**Quoted text:**
━━━━━━━━━━━━━━━━
Calculate Statistics for a Time-Interval Sequence Database (SPMF documentation)

This example explains how to calculate statistics for a time-interval sequence database using the SPMF open-source data mining library.

How to run this example?

What is this tool?

This tool is a tool for generating statistics about a time-interval sequence database, as used by algorithms such as FastTIRP and VertTIRP.

What is the input?

The input is a sequence database.

A time-interval sequence database is a set of sequences, where each sequence contains multiple events. Each event is represented by a time interval, that is a start time and an end time. In other words, each event has a duration.

For example, here is a picture of a time interval sequence database containing three sequences, here called S1, S2 and S3:.

time interval sequence database

The first sequence (S1) indicates that an event of type C started at time 8 and ended at time 11, that an event of type A started at time 8 and ended at time 12, and an event of type B started at time 10 and ended at time 12.

The second sequence (S2) indicates that an event of type C started at time 8 and ended at time 12, that an event of type A started at time 10 and ended at time 16, and an event of type B started at time 15 and ended at time 18.

The third sequence (S3) indicates that an event of type C started at time 10 and ended at time 16, that an event of type A started at time 15 and ended at time 19, an event of type B started at time 14 and ended at time 16, and another event of type B started at time 14 and ended at time 19.

Time interval sequence databases can be used inmany applications. For example, it can be used to encode data about daily activities (A = having a meeting, B = making a phone call, C = eating).

The above example is provided in the file test.csv of the SPMF distribution. The content is as follows:

8,12,1;10,12,2;8,11,3;
8,12,3;10,16,1;15,18,2;
10,16,3;14,19,2;15,19,1;14,16,2;

In this format, each event type is an integer (A = 1, B = 2, C =3).

Then, each line is a sequence. This file has three lines and thus three sequences.

In a sequence (line), each event is represented using the format X,Y,Z; where X is the start time, Y is the end time, and Z is the event type.

For instance, the first line indicates that an event of type 1 (which was called A in the above example) has started at time 8 and ended at time 12, that an event of type 2 (which was called B in the above example) started at time 10 and ended at time 12, and that an event of type 3 (called C in the above example) started at time 8 and ended at time 11. The other lines follow the same format.

What is the output?

The output is statistics about the database. For example, if we use the tool on the previous database given as example, we get the following statistics:

============= Interval sequence database stats- STATS =============
Dataset: C:\Users\Phil\Desktop\test_files\test.csv
Number of sequences: 3
Number of distinct event types: 3
Number of time intervals: 9
Average duration of time intervals: 3.9 standard deviation: 1.374772708486752 variance: 1.8900000000000001
Average number of time intervals per sequence: 3.0
=============================================================
━━━━━━━━━━━━━━━━
**Challenge 1:** According to the SPMF documentation, which algorithms use time-interval sequence databases?
**Challenge 2:** Reproduce the passage of the SPMF documentation from "A time-interval sequence database is" up to and including "at time 12.".
These stored records come from a source other than the SPMF documentation.

[Stored records]
━━━━━━━━━━━━━━━━
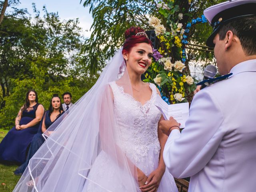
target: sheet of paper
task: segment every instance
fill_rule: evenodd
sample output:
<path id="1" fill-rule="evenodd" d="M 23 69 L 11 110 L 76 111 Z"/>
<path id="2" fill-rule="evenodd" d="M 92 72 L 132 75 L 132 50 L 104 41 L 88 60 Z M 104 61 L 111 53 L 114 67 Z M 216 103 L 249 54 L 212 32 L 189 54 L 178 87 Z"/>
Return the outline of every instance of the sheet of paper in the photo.
<path id="1" fill-rule="evenodd" d="M 168 105 L 158 95 L 155 105 L 160 110 L 165 120 L 168 120 L 170 117 L 172 116 L 180 123 L 180 128 L 185 128 L 185 123 L 189 116 L 188 102 Z"/>

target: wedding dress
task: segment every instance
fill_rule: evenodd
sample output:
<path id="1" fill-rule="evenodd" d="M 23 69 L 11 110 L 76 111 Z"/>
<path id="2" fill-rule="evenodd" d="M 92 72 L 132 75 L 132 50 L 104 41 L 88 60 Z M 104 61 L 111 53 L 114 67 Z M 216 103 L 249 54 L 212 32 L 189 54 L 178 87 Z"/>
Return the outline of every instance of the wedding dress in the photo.
<path id="1" fill-rule="evenodd" d="M 148 176 L 158 167 L 160 114 L 154 105 L 154 84 L 145 104 L 134 98 L 122 51 L 92 88 L 43 134 L 46 141 L 14 192 L 140 191 L 136 168 Z M 168 171 L 158 191 L 177 191 Z"/>
<path id="2" fill-rule="evenodd" d="M 114 95 L 114 106 L 121 138 L 115 138 L 116 144 L 122 148 L 126 156 L 145 174 L 149 174 L 158 167 L 160 144 L 158 137 L 158 123 L 161 112 L 155 106 L 156 88 L 149 83 L 152 90 L 150 100 L 142 104 L 124 91 L 122 87 L 114 81 L 109 83 Z M 129 122 L 134 121 L 134 126 Z M 113 192 L 130 192 L 115 174 L 116 164 L 104 151 L 98 156 L 91 169 L 88 178 L 97 181 L 101 186 L 89 182 L 83 192 L 100 192 L 102 187 Z M 125 174 L 125 173 L 124 173 Z M 134 180 L 134 183 L 137 182 Z M 141 191 L 137 184 L 136 191 Z M 173 177 L 165 172 L 158 192 L 177 192 Z"/>

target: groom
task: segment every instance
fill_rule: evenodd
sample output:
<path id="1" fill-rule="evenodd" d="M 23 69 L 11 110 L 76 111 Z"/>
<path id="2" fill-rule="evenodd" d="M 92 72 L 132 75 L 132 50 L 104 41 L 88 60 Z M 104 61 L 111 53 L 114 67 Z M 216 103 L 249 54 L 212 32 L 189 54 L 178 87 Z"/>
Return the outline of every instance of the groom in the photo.
<path id="1" fill-rule="evenodd" d="M 189 192 L 255 191 L 256 0 L 228 1 L 204 14 L 219 72 L 232 74 L 196 93 L 181 133 L 173 118 L 160 121 L 169 136 L 164 159 L 174 177 L 191 177 Z"/>

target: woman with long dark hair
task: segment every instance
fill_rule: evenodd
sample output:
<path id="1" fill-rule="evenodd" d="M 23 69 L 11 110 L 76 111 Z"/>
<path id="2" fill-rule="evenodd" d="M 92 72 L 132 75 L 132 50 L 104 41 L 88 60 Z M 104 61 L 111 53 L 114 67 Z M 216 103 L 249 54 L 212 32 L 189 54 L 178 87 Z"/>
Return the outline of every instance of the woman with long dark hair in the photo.
<path id="1" fill-rule="evenodd" d="M 57 94 L 54 94 L 51 99 L 49 109 L 44 113 L 41 124 L 41 128 L 38 129 L 38 133 L 33 138 L 26 160 L 15 170 L 15 174 L 20 175 L 23 173 L 28 164 L 29 160 L 45 141 L 45 138 L 42 135 L 42 133 L 63 113 L 60 98 Z"/>
<path id="2" fill-rule="evenodd" d="M 38 103 L 34 90 L 26 94 L 26 103 L 15 119 L 15 126 L 8 132 L 0 144 L 0 161 L 23 163 L 34 136 L 37 133 L 44 109 Z"/>

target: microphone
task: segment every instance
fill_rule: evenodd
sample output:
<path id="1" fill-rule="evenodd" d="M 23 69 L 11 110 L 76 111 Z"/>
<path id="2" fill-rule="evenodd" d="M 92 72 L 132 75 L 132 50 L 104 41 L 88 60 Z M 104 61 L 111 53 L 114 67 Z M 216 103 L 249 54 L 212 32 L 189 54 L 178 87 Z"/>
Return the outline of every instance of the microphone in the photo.
<path id="1" fill-rule="evenodd" d="M 214 78 L 218 70 L 217 70 L 217 68 L 216 68 L 216 66 L 213 65 L 208 65 L 205 67 L 205 68 L 204 69 L 204 79 L 203 80 Z M 206 87 L 206 85 L 203 84 L 201 86 L 200 90 L 203 89 Z"/>

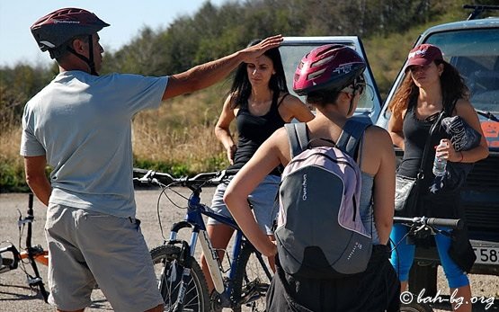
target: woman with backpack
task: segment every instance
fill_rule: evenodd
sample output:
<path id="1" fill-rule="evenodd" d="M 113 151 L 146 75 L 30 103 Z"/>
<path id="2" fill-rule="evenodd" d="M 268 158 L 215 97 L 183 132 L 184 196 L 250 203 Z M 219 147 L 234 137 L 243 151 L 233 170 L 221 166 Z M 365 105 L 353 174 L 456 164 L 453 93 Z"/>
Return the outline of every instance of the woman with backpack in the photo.
<path id="1" fill-rule="evenodd" d="M 316 118 L 306 124 L 311 146 L 331 145 L 327 140 L 338 142 L 365 90 L 365 67 L 359 54 L 343 45 L 322 46 L 303 57 L 296 70 L 293 89 L 306 95 L 307 103 L 316 110 Z M 267 311 L 398 310 L 399 283 L 388 262 L 387 246 L 394 211 L 392 142 L 387 131 L 371 126 L 365 130 L 358 149 L 356 161 L 362 185 L 358 207 L 364 227 L 372 234 L 373 245 L 367 269 L 336 279 L 307 278 L 282 270 L 280 263 L 288 259 L 280 254 L 276 259 L 277 273 L 268 292 Z M 290 144 L 287 130 L 282 128 L 234 177 L 224 196 L 245 235 L 267 256 L 276 254 L 278 248 L 259 229 L 246 197 L 272 168 L 287 165 L 290 160 Z M 322 221 L 328 222 L 324 217 Z M 323 235 L 329 236 L 334 243 L 333 234 Z"/>
<path id="2" fill-rule="evenodd" d="M 432 44 L 424 43 L 410 51 L 405 71 L 407 75 L 388 106 L 392 112 L 388 131 L 393 143 L 404 150 L 404 158 L 397 174 L 415 178 L 418 170 L 423 170 L 423 178 L 418 183 L 416 211 L 401 213 L 407 217 L 464 218 L 459 187 L 449 190 L 444 181 L 442 190 L 431 192 L 430 188 L 435 180 L 432 173 L 435 154 L 441 155 L 447 160 L 448 171 L 455 164 L 474 163 L 488 156 L 478 116 L 468 99 L 469 91 L 458 70 L 446 62 L 441 49 Z M 448 116 L 459 116 L 478 132 L 481 139 L 477 145 L 468 150 L 456 151 L 450 136 L 439 125 L 441 118 L 437 116 L 441 112 Z M 434 129 L 433 132 L 432 129 Z M 441 140 L 444 142 L 442 147 L 439 145 Z M 433 148 L 437 146 L 437 149 Z M 461 180 L 465 179 L 465 175 L 461 177 Z M 437 185 L 437 188 L 441 187 Z M 471 290 L 465 271 L 473 265 L 475 254 L 466 231 L 459 233 L 459 239 L 456 243 L 452 243 L 452 239 L 447 236 L 437 234 L 434 236 L 435 245 L 450 293 L 455 291 L 455 298 L 460 298 L 465 302 L 459 304 L 460 307 L 454 302 L 454 310 L 471 311 Z M 407 245 L 404 239 L 406 234 L 406 227 L 401 224 L 395 225 L 391 233 L 391 238 L 397 244 L 391 262 L 401 281 L 401 291 L 406 290 L 415 250 L 415 245 Z M 416 244 L 418 242 L 416 240 Z M 461 251 L 454 253 L 456 249 Z"/>

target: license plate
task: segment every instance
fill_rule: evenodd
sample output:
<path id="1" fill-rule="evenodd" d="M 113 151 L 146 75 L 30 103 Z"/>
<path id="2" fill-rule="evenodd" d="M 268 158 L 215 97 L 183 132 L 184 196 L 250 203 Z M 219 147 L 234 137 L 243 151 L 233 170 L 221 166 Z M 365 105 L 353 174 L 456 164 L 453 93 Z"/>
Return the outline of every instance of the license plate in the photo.
<path id="1" fill-rule="evenodd" d="M 499 264 L 499 248 L 497 247 L 473 247 L 478 264 Z"/>

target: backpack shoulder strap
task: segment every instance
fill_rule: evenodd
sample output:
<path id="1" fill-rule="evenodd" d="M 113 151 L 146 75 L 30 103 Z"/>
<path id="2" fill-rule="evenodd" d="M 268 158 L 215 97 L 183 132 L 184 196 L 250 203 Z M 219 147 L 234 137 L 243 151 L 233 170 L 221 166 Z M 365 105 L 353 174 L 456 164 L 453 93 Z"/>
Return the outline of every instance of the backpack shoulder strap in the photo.
<path id="1" fill-rule="evenodd" d="M 286 132 L 288 132 L 290 151 L 292 158 L 307 149 L 308 144 L 307 124 L 305 122 L 286 123 L 284 128 L 286 128 Z"/>
<path id="2" fill-rule="evenodd" d="M 371 126 L 370 123 L 359 121 L 352 118 L 347 120 L 336 146 L 353 159 L 357 159 L 359 142 L 370 126 Z"/>

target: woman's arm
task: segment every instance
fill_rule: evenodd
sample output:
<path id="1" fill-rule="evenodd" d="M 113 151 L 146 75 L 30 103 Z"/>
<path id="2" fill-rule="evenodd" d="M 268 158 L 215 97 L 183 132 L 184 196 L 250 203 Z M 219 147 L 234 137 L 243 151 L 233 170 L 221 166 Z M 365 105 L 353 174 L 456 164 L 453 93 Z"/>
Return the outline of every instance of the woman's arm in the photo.
<path id="1" fill-rule="evenodd" d="M 394 145 L 402 148 L 402 150 L 405 148 L 404 144 L 404 132 L 402 129 L 404 124 L 404 118 L 402 116 L 404 116 L 405 113 L 405 111 L 403 111 L 400 116 L 395 116 L 395 114 L 392 113 L 388 120 L 388 134 L 390 135 L 391 140 Z"/>
<path id="2" fill-rule="evenodd" d="M 284 121 L 290 122 L 296 118 L 299 121 L 307 122 L 316 117 L 300 99 L 291 94 L 285 96 L 279 106 L 279 113 Z"/>
<path id="3" fill-rule="evenodd" d="M 387 244 L 393 224 L 395 198 L 395 151 L 388 133 L 379 127 L 366 131 L 364 155 L 378 156 L 378 162 L 366 164 L 374 169 L 374 225 L 381 244 Z M 367 154 L 365 154 L 367 153 Z M 371 159 L 374 157 L 371 157 Z M 365 159 L 365 158 L 364 158 Z M 373 164 L 374 163 L 374 164 Z M 373 168 L 374 166 L 374 168 Z"/>
<path id="4" fill-rule="evenodd" d="M 226 99 L 224 107 L 222 108 L 222 112 L 220 113 L 218 120 L 215 125 L 215 136 L 224 146 L 230 165 L 234 164 L 234 156 L 236 155 L 236 149 L 237 148 L 234 143 L 229 129 L 230 123 L 236 118 L 234 110 L 230 107 L 232 99 L 233 97 L 231 95 L 227 96 Z"/>
<path id="5" fill-rule="evenodd" d="M 234 176 L 224 194 L 224 201 L 243 233 L 253 245 L 266 256 L 274 255 L 277 247 L 258 227 L 247 198 L 263 178 L 281 164 L 281 148 L 290 148 L 280 147 L 280 145 L 285 144 L 288 144 L 286 131 L 284 129 L 278 129 L 263 142 L 253 157 Z"/>
<path id="6" fill-rule="evenodd" d="M 477 114 L 477 111 L 475 111 L 473 105 L 471 105 L 468 100 L 459 99 L 456 103 L 456 112 L 458 116 L 462 118 L 471 128 L 482 135 L 480 144 L 477 147 L 469 150 L 456 152 L 449 141 L 449 148 L 439 148 L 438 151 L 440 152 L 441 150 L 446 152 L 447 149 L 449 155 L 447 159 L 454 163 L 475 163 L 478 160 L 486 158 L 488 156 L 488 147 L 484 132 L 482 131 L 482 127 L 480 126 L 478 115 Z"/>

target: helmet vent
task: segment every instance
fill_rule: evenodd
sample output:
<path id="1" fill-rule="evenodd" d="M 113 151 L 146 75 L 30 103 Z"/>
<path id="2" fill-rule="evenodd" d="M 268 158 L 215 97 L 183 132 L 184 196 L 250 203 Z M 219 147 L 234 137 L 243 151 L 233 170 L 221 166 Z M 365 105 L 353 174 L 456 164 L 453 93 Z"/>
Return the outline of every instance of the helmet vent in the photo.
<path id="1" fill-rule="evenodd" d="M 314 72 L 314 73 L 308 75 L 307 76 L 307 78 L 309 79 L 309 80 L 312 80 L 312 79 L 321 76 L 325 71 L 325 68 L 322 68 L 320 70 L 317 70 L 316 72 Z"/>
<path id="2" fill-rule="evenodd" d="M 332 55 L 332 56 L 329 56 L 329 57 L 325 58 L 323 59 L 319 59 L 318 61 L 312 63 L 311 67 L 319 67 L 319 66 L 324 65 L 325 63 L 328 63 L 334 57 L 334 56 Z"/>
━━━━━━━━━━━━━━━━
**Worked solution 1:** FastTIRP and VertTIRP.

**Worked solution 2:**
A time-interval sequence database is a set of sequences, where each sequence contains multiple events. Each event is represented by a time interval, that is a start time and an end time. In other words, each event has a duration.

For example, here is a picture of a time interval sequence database containing three sequences, here called S1, S2 and S3:.

time interval sequence database

The first sequence (S1) indicates that an event of type C started at time 8 and ended at time 11, that an event of type A started at time 8 and ended at time 12, and an event of type B started at time 10 and ended at time 12.